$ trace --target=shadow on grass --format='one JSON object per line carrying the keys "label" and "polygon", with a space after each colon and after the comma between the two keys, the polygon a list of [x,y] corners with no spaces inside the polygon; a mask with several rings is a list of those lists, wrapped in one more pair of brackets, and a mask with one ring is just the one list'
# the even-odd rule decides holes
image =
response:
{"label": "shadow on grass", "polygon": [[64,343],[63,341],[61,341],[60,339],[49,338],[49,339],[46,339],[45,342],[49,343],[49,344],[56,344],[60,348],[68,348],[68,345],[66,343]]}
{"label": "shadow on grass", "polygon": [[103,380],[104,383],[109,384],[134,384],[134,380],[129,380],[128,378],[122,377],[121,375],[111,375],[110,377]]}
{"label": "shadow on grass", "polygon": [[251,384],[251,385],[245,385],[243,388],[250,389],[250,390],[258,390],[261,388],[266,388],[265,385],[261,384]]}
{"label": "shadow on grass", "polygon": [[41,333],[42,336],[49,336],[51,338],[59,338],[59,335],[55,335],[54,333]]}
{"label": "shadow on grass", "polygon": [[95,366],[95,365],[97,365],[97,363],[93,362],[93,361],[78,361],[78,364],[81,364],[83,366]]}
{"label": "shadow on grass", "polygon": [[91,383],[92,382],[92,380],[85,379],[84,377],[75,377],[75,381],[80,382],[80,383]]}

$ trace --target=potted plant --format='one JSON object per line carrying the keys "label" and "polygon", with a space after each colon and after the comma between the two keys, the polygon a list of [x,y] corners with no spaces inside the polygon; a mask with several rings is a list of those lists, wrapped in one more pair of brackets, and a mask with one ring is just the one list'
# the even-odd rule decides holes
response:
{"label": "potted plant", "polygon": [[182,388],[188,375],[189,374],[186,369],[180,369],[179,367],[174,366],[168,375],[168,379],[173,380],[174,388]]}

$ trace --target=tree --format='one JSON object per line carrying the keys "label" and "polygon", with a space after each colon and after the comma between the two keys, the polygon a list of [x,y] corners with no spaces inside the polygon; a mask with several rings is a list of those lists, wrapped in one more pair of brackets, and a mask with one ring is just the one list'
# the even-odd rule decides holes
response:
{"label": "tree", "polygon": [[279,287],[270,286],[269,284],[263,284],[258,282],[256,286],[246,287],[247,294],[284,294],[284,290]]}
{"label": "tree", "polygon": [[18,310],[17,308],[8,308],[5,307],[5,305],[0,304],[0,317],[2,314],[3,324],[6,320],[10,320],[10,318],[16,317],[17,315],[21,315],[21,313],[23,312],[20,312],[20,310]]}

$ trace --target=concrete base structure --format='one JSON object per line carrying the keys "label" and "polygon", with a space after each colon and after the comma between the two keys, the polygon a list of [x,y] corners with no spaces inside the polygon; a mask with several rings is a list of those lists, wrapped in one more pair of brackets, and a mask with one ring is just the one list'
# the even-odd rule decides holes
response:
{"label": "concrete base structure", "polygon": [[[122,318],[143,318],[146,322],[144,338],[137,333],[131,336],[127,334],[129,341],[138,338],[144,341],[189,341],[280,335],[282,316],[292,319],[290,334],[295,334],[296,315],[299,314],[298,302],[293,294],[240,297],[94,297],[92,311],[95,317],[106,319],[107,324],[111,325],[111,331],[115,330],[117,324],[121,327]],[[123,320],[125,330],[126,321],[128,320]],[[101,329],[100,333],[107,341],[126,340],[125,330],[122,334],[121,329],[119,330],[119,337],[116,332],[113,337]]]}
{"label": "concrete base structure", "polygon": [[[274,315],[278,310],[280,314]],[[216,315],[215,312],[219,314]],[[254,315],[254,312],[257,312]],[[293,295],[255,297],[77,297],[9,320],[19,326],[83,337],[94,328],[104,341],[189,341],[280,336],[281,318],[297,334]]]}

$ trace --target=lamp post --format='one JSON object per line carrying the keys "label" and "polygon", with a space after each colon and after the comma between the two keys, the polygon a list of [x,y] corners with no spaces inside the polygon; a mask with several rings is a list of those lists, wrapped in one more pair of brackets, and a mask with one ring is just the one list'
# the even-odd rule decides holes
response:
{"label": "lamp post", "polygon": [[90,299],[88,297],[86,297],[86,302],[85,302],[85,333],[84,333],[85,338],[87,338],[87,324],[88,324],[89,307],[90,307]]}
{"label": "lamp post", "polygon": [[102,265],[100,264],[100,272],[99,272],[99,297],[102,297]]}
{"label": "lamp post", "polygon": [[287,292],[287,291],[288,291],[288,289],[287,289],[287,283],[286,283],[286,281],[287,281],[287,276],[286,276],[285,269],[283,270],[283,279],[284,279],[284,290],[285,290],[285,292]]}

☆ ☆ ☆ ☆ ☆ ☆ ☆

DIRECTIONS FOR THIS TASK
Go through the records and set each one down again, unchanged.

EXPECTED ANSWER
$ trace --target=shadow on grass --format='one JSON object per line carrying the keys "label" and "polygon", with a space after each colon and after the comma between the two keys, the polygon a list of [x,y] corners with no spaces inside the polygon; a mask with several rings is a list of those lists, wrapped in one more pair of brackets, and a mask with one ring is just the one list'
# the even-odd rule decides holes
image =
response:
{"label": "shadow on grass", "polygon": [[64,343],[63,341],[61,341],[60,339],[49,338],[49,339],[46,339],[45,342],[49,343],[49,344],[56,344],[60,348],[68,348],[68,345],[66,343]]}
{"label": "shadow on grass", "polygon": [[103,380],[104,383],[109,384],[134,384],[134,380],[129,380],[128,378],[122,377],[121,375],[111,375],[110,377]]}
{"label": "shadow on grass", "polygon": [[251,384],[251,385],[245,385],[243,388],[250,389],[250,390],[258,390],[261,388],[266,388],[265,385],[261,384]]}
{"label": "shadow on grass", "polygon": [[41,333],[42,336],[49,336],[51,338],[59,338],[59,335],[55,335],[54,333]]}
{"label": "shadow on grass", "polygon": [[95,366],[95,365],[97,365],[97,363],[93,362],[93,361],[78,361],[78,364],[81,364],[83,366]]}
{"label": "shadow on grass", "polygon": [[91,383],[92,382],[92,380],[85,379],[84,377],[75,377],[75,381],[80,382],[80,383]]}

$ trace --target=potted plant --format='one JSON object per line carrying the keys "label" and "polygon", with a space after each colon and after the comma between the two keys, the polygon a list of [x,y] corners with no spaces inside the polygon; a mask with several rings is a list of those lists, wrapped in one more pair of brackets, and a mask with one ring is just the one list'
# the even-odd rule decides holes
response:
{"label": "potted plant", "polygon": [[182,388],[188,375],[189,374],[186,369],[180,369],[179,367],[174,366],[168,375],[168,379],[173,380],[174,388]]}

$ trace --target=tree --format='one JSON object per line carrying the keys "label" and "polygon", with a space after each colon and after the comma between the two keys, the polygon a list of [x,y] corners with no spaces inside the polygon; a mask with several rings is a list of those lists, wrapped in one more pair of brackets, and a mask with one ring is just the one list'
# the even-odd rule decides holes
response:
{"label": "tree", "polygon": [[279,287],[270,286],[269,284],[263,284],[258,282],[256,286],[246,287],[247,294],[284,294],[284,290]]}
{"label": "tree", "polygon": [[18,310],[17,308],[8,308],[5,307],[5,305],[0,304],[0,317],[2,314],[3,324],[6,320],[10,320],[10,318],[16,317],[17,315],[21,315],[21,313],[23,312],[20,312],[20,310]]}

$ trace --target=concrete base structure --format='one JSON object per line carrying the keys "label" and "polygon", with a space after each colon and after the comma between the two keys, the polygon a list of [x,y] corners with no spaces inside the polygon; a mask with several rings is a list of those lists, wrapped in one more pair of brackets, and a mask with one ring is just the one list'
# the even-odd rule decides holes
response:
{"label": "concrete base structure", "polygon": [[[122,318],[143,318],[146,322],[144,338],[137,333],[131,336],[127,334],[129,341],[138,338],[144,341],[189,341],[280,335],[282,316],[292,319],[290,334],[295,334],[296,315],[299,314],[298,302],[293,294],[240,297],[94,297],[92,311],[95,317],[106,319],[107,324],[111,325],[111,331],[115,330],[117,324],[121,327]],[[123,320],[125,330],[126,321],[128,320]],[[101,329],[100,333],[107,341],[126,340],[125,330],[122,334],[121,329],[119,330],[119,337],[116,332],[113,337]]]}
{"label": "concrete base structure", "polygon": [[[274,315],[278,310],[280,314]],[[216,315],[215,312],[219,314]],[[254,315],[254,312],[257,312]],[[293,295],[255,297],[77,297],[9,320],[19,326],[83,337],[94,328],[104,341],[189,341],[280,336],[281,318],[297,334]]]}

$ trace --target=lamp post --format='one JSON object per line carrying the keys "label" and "polygon", with a space after each colon and after the comma between the two keys, the polygon a list of [x,y] corners with no spaces inside the polygon; a mask with several rings is a list of those lists, wrapped in one more pair of brackets, and a mask with one ring is just the one list'
# the even-odd rule decides holes
response:
{"label": "lamp post", "polygon": [[90,299],[88,297],[86,297],[86,302],[85,302],[85,333],[84,333],[85,338],[87,338],[87,324],[88,324],[89,307],[90,307]]}
{"label": "lamp post", "polygon": [[102,265],[100,264],[100,272],[99,272],[99,297],[102,297]]}
{"label": "lamp post", "polygon": [[287,292],[287,291],[288,291],[288,289],[287,289],[287,283],[286,283],[286,281],[287,281],[287,276],[286,276],[285,269],[283,270],[283,279],[284,279],[284,290],[285,290],[285,292]]}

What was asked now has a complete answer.